The data ▸
******************************

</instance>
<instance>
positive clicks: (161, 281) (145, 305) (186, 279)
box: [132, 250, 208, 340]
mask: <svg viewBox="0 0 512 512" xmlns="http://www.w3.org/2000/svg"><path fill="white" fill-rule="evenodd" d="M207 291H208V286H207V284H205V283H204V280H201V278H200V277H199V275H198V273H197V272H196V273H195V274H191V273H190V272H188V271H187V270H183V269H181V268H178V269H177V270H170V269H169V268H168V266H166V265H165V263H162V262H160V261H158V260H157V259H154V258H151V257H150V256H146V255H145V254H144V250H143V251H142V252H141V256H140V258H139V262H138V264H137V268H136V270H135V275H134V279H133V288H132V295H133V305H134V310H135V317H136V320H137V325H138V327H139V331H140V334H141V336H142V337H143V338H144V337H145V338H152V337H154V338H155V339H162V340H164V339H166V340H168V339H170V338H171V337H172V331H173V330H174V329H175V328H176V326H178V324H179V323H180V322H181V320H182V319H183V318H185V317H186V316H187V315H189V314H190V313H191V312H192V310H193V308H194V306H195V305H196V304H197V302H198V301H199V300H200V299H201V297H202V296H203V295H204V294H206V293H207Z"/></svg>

******************************

Retype the records, line for line.

Expected output ▸
</instance>
<instance>
positive clicks: (161, 281) (145, 305) (186, 279)
box: [132, 250, 208, 340]
mask: <svg viewBox="0 0 512 512" xmlns="http://www.w3.org/2000/svg"><path fill="white" fill-rule="evenodd" d="M207 291H208V286H207V284H205V283H204V280H201V278H200V277H199V275H198V273H197V272H196V273H195V274H191V273H190V272H188V271H187V270H183V269H181V268H178V269H177V270H170V269H169V268H168V266H166V265H165V263H162V262H160V261H158V260H157V259H154V258H151V257H150V256H146V255H145V254H144V250H143V251H142V252H141V256H140V258H139V262H138V264H137V268H136V270H135V275H134V279H133V288H132V295H133V305H134V310H135V317H136V320H137V325H138V327H139V331H140V334H141V336H142V337H143V338H144V337H145V338H152V337H154V338H155V339H162V340H164V339H166V340H168V339H170V338H171V337H172V331H173V330H174V329H175V328H176V326H178V324H179V323H180V322H181V320H182V319H183V318H185V317H186V316H187V315H189V314H190V313H191V312H192V310H193V308H194V306H195V305H196V304H197V302H198V301H199V300H200V299H201V297H202V296H203V295H204V294H206V293H207Z"/></svg>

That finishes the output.